▸ **Prompt 1**
In the passage on negotiable instruments, why does an owner who entrusts a note to an agent bear the loss when the agent commits fraud? Answer in one to three sentences.
▸ **Prompt 2**
Please reproduce the stretch from "As to the rights" through "on that inducement." in the passage on negotiable instruments.

▸ **Selection**
§ §

Even under the Negotiable Instruments Law, LSA-R.S. 7:1 et seq., the circumstance that an instrument was stolen is no defense as against a bona fide holder for value. Tyler v. Whitney-Central Trust & Savings Bank, supra; Consolidated Ass’n of Planters of Louisiana v. Avegno, 28 La.Ann. 552.

As to the rights of one acquiring a negotiable instrument from one having the instrument in possession and under his control, the court, in Theard v. Gueringer, 115 La. 242, 38 So. 979, 980-981, made these appropriate observations:

“A person holding in his possession and under his control, before maturity, a promissory note made to the order of the maker, and indorsed by her, may be presumed, as between that person and the public, the owner of the same, or as agent with full power to dispose of it. If the party owning the note has intrusted it to an agent, he has created a trust by means of which fraud could be perpetrated. By placing the note in his hands, he has held out to the world that they could trust him, and thrown upon himself the burden of loss when they have acted on that inducement.
“The mere possession of a negotiable note payable to the order of the payee, and indorsed by him in blank, or of a negotiable note payable to bearer, is in itself sufficient evidence of his right to present it, and to demand payment of it. The payment to such person will always be valid unless he is known to have acquired possession wrongfully. Vol. 1, Daniel’s Negotiable Instruments (4th Ed.) §§ 573, 843, 844; Russell v. Longstaffe, 2 Douglass, 514; Bank [of Pittsburgh] v. Neal, 22 How. [96] 107, 16 L.Ed. 323; Davidson v. Lanier, 4 Wall. [447] 457, 18 L.Ed. 377; Angle v. [Northwestern Mutual] Insurance Co., 92 U.S. 330, 23 L.Ed. 556; Civ.Code La. art. 2145(1).

§ §

▸ **Information provided**
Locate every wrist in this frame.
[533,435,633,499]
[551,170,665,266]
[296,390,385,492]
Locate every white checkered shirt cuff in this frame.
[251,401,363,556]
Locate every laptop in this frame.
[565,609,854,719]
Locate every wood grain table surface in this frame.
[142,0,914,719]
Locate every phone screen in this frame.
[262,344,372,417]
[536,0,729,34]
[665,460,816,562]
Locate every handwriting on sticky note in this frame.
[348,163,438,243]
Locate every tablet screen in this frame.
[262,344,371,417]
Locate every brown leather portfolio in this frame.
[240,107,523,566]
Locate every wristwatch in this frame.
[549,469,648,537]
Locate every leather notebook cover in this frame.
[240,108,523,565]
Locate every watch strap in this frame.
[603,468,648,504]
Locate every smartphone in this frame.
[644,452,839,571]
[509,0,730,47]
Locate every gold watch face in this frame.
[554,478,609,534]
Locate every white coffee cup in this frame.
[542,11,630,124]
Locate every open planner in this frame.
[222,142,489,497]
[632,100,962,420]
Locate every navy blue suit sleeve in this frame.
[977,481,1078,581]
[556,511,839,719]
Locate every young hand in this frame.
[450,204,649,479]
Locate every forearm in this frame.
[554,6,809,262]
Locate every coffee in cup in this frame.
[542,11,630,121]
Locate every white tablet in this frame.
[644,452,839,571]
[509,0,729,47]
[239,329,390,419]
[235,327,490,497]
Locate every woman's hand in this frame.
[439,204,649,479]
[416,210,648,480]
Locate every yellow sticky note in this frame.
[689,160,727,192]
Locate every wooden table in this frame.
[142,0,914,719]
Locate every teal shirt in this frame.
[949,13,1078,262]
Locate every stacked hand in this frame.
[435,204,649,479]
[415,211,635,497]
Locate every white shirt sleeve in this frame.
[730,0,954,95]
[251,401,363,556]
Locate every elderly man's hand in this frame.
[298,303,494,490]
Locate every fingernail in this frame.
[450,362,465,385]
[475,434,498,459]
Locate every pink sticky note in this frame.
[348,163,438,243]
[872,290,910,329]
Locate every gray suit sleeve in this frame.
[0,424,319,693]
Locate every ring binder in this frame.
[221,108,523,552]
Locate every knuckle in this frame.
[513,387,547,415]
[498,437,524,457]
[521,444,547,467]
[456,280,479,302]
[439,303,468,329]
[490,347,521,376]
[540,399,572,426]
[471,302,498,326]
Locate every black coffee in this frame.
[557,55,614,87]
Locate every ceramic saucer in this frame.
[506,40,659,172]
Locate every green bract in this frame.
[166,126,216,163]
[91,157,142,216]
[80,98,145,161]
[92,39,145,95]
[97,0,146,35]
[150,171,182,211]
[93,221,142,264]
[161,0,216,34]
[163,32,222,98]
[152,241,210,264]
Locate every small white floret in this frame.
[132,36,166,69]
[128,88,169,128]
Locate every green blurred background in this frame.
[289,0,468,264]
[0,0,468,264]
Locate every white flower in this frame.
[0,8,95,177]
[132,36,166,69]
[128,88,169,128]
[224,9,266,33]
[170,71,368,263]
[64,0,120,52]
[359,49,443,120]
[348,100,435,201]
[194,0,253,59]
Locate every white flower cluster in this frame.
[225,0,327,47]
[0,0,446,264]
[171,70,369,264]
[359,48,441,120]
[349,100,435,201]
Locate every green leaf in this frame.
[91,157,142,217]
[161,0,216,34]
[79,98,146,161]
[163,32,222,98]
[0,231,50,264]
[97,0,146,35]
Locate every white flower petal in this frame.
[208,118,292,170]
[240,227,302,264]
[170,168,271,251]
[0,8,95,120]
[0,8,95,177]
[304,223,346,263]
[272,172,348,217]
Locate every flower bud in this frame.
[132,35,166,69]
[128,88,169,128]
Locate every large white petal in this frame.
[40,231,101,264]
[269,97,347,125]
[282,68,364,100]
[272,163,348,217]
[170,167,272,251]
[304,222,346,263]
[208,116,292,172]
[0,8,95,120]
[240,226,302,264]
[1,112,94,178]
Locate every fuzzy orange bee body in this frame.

§ §

▸ **Task response 1**
By placing the note in the agent's hands, the owner has created a trust through which fraud could be perpetrated and has held out to the world that people could trust the agent. The owner has thereby thrown upon himself the burden of loss when others act on that inducement.

▸ **Task response 2**
As to the rights of one acquiring a negotiable instrument from one having the instrument in possession and under his control, the court, in Theard v. Gueringer, 115 La. 242, 38 So. 979, 980-981, made these appropriate observations:

“A person holding in his possession and under his control, before maturity, a promissory note made to the order of the maker, and indorsed by her, may be presumed, as between that person and the public, the owner of the same, or as agent with full power to dispose of it. If the party owning the note has intrusted it to an agent, he has created a trust by means of which fraud could be perpetrated. By placing the note in his hands, he has held out to the world that they could trust him, and thrown upon himself the burden of loss when they have acted on that inducement.